> **SOURCE EXCERPT**
The architecture of UACP is given in Fig. 2. It contains two components: (i) a feature extractor F, which outputs $\ell_2$ normalized feature vector, and (ii) a composite classifier CC composed of ${2}\times {K}$ neurons. In CC, a MC predictor w.r.t. the first K neurons is adopted to classify target samples to one of the K source classes. K OVA predictors are further adopted to verify the prediction from MC predictor, and the OVA predictor for the k-th class is built on the k-th and $(K+k)$-th neurons. The memory bank holds features for all target samples currently.

3.2 Composite classifier with MC and OVA predictors

In order to adaptively identify unknown target samples, a novel composite classifier with both MC and OVA predictors is designed in UACP. The MC predictor outputs a K-dimensional vector, in order to classify samples to one of the source classes. Further, there are also K OVA predictors $OVA=\{ova^1,ova^2,\ldots ,ova^K\}$ for verifying the prediction by MC predictor, one OVA predictor for each source class. Let $p_{mc}(x)=\sigma (MC(F(x)))\in {{\mathbb {R}}^K}$ denote the probability output vector for sample x by MC predictor, where $\sigma$ is the softmax function, each dimension $p_{mc}^k(x)$ describes the probability of x to the k-th class. $p_{{ova}^k}(x)=\sigma ({ova}^k(F(x)))\in {{\mathbb {R}}^2}$ denotes the probability output for x by the k-th OVA predictor, in which $p_{{ova}^k}^+(x)$ and $p_{{ova}^k}^-(x)$ are the probabilities of x to the k-th (positive) and rest (negative) classes, respectively.

For MC predictor, the cross-entropy loss is minimized with source supervision,

$$\begin{aligned} {\mathcal {L}}_{CE}={\mathbb {E}}_{(x_i^s,y_i^s)\in {{\mathcal {D}}_s}}\ell _{ce}(p_{mc}(x_i^s),y_i^s) \end{aligned}$$

(1)

where $\ell _{ce}$ is the standard cross-entropy loss.

> **TASK TO COMPLETE**
In the UACP excerpt, which neurons is the OVA predictor for the k-th class built on? The records play no part in this exercise.

> **EXCERPTED RECORDS**
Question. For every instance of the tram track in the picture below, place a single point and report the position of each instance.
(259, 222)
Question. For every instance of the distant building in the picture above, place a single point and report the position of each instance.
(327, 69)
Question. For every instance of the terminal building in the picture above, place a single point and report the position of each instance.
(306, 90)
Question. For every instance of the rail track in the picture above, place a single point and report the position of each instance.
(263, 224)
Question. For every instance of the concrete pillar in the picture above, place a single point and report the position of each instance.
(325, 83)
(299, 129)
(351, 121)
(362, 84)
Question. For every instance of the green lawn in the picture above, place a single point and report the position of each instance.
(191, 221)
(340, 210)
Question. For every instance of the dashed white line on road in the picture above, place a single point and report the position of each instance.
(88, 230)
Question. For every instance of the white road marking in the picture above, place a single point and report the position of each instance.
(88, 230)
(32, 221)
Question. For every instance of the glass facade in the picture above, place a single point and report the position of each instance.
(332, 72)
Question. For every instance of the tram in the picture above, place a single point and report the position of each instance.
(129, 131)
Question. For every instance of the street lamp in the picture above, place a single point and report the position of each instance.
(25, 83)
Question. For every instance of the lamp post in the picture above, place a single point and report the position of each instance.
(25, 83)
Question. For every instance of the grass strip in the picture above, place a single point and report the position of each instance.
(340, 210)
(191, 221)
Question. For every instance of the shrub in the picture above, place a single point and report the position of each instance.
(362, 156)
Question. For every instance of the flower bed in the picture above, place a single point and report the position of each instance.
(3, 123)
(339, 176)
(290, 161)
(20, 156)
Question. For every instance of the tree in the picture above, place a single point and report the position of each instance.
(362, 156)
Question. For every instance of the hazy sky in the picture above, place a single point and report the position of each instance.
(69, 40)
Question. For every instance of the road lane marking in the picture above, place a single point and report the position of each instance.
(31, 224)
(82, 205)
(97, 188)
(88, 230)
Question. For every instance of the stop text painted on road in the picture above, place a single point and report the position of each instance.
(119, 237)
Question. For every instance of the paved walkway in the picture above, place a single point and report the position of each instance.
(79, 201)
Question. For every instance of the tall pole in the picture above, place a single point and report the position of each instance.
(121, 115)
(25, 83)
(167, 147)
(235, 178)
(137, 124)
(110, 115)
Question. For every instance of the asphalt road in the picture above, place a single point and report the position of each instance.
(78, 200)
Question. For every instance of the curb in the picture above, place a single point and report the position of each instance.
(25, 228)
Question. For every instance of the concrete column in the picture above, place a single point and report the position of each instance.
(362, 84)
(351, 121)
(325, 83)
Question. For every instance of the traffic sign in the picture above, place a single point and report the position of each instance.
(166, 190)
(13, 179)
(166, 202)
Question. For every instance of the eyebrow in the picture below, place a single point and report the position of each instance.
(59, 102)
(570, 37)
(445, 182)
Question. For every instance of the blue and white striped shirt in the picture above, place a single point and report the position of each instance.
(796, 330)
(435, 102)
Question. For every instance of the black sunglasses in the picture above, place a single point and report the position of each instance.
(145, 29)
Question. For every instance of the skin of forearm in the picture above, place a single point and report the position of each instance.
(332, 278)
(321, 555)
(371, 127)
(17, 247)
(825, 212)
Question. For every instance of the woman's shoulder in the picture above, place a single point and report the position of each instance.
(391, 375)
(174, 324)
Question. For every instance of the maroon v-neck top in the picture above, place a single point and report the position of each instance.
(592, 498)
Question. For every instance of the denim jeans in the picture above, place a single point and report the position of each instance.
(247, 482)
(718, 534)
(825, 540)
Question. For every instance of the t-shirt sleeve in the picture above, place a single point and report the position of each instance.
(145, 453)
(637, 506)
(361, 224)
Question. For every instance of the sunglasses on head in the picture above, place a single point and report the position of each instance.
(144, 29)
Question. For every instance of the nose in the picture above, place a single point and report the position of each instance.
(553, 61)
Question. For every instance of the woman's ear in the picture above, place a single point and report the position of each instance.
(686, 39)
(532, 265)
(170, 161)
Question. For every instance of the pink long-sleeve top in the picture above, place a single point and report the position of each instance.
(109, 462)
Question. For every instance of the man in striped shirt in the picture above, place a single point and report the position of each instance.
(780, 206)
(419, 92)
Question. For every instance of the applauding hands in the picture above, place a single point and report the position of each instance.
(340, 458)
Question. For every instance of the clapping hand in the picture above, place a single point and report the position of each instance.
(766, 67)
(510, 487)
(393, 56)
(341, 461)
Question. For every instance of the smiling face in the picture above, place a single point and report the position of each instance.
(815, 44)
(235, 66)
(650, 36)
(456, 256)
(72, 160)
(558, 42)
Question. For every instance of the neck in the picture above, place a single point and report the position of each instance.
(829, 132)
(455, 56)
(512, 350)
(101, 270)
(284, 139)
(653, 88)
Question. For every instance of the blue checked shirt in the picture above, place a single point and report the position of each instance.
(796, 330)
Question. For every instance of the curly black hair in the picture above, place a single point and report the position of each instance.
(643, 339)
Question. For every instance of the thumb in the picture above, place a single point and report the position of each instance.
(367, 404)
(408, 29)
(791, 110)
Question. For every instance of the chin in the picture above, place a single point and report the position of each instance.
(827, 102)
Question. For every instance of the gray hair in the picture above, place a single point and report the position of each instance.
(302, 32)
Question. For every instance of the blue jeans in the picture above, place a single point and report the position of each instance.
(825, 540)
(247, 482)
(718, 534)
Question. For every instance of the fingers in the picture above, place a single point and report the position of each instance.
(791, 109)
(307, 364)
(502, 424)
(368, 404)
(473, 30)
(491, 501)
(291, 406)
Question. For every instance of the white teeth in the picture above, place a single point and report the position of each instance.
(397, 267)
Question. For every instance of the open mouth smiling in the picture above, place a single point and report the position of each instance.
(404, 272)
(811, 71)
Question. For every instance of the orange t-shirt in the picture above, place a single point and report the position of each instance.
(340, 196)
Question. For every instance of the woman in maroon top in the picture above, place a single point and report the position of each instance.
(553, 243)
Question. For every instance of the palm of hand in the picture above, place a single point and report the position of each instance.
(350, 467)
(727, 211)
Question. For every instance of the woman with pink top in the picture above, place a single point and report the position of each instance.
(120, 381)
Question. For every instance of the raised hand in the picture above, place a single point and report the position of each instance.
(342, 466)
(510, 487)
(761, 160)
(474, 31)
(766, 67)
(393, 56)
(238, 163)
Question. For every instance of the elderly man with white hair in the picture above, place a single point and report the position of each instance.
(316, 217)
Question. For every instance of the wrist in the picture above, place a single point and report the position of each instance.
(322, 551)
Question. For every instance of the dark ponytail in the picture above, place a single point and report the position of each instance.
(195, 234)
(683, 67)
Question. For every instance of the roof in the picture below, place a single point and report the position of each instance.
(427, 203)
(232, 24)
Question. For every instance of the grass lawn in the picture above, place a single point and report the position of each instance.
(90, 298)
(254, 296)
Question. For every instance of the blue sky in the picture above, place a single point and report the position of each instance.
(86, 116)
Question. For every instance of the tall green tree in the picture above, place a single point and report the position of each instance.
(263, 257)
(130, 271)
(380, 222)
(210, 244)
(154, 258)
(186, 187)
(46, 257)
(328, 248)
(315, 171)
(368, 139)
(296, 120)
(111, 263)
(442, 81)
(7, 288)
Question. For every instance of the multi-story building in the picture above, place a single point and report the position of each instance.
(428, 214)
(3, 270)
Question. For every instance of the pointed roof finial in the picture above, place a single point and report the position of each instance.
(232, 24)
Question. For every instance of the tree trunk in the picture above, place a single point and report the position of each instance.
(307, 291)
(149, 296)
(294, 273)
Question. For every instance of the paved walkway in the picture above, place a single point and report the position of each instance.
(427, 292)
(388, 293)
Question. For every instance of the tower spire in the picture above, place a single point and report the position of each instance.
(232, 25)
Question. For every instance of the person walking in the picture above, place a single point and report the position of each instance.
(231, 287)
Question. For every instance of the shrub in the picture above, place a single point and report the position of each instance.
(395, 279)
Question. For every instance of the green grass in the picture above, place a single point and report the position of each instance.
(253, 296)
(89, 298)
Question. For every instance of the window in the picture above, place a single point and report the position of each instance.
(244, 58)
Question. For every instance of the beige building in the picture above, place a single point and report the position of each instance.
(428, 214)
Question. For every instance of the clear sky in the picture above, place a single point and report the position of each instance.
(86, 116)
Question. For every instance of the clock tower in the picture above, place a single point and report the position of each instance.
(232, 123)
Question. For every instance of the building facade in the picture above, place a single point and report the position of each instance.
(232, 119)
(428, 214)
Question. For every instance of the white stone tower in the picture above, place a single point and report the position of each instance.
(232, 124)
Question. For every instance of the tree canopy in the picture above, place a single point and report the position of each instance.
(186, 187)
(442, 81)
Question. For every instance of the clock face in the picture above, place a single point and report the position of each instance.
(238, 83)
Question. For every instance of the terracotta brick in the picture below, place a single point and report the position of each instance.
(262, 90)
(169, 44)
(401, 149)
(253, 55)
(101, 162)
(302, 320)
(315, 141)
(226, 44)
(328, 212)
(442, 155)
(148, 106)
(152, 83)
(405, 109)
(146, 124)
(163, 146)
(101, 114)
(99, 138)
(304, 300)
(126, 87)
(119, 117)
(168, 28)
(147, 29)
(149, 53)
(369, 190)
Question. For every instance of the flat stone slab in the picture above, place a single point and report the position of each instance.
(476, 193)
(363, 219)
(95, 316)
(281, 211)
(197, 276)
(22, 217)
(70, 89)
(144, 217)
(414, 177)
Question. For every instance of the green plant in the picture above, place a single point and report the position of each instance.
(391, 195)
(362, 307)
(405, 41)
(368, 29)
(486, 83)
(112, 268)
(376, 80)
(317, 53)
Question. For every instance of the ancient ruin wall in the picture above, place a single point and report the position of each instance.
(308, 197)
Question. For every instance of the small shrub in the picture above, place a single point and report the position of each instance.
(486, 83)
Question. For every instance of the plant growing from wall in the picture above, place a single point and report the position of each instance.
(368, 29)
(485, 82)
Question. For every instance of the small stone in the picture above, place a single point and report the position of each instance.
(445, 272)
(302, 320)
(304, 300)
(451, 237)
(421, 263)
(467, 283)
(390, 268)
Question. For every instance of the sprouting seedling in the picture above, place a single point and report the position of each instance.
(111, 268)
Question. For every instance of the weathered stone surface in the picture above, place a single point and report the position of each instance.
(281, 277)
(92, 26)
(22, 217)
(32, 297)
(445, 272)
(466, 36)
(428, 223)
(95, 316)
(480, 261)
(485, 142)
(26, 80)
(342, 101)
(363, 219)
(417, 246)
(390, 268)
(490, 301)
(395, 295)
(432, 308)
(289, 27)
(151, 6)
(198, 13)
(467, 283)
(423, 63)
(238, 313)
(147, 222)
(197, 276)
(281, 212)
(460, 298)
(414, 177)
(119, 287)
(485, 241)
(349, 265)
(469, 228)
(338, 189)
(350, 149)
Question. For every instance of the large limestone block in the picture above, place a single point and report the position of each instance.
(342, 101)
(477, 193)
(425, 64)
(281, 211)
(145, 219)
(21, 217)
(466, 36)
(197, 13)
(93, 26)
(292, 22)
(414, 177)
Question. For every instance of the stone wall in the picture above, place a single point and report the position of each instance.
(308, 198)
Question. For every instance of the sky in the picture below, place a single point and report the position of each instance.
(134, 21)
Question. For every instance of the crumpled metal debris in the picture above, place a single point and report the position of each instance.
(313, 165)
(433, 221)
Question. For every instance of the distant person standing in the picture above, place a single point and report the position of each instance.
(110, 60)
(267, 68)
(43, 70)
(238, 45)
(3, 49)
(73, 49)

> **REPLY**
The k-th and (K+k)-th neurons.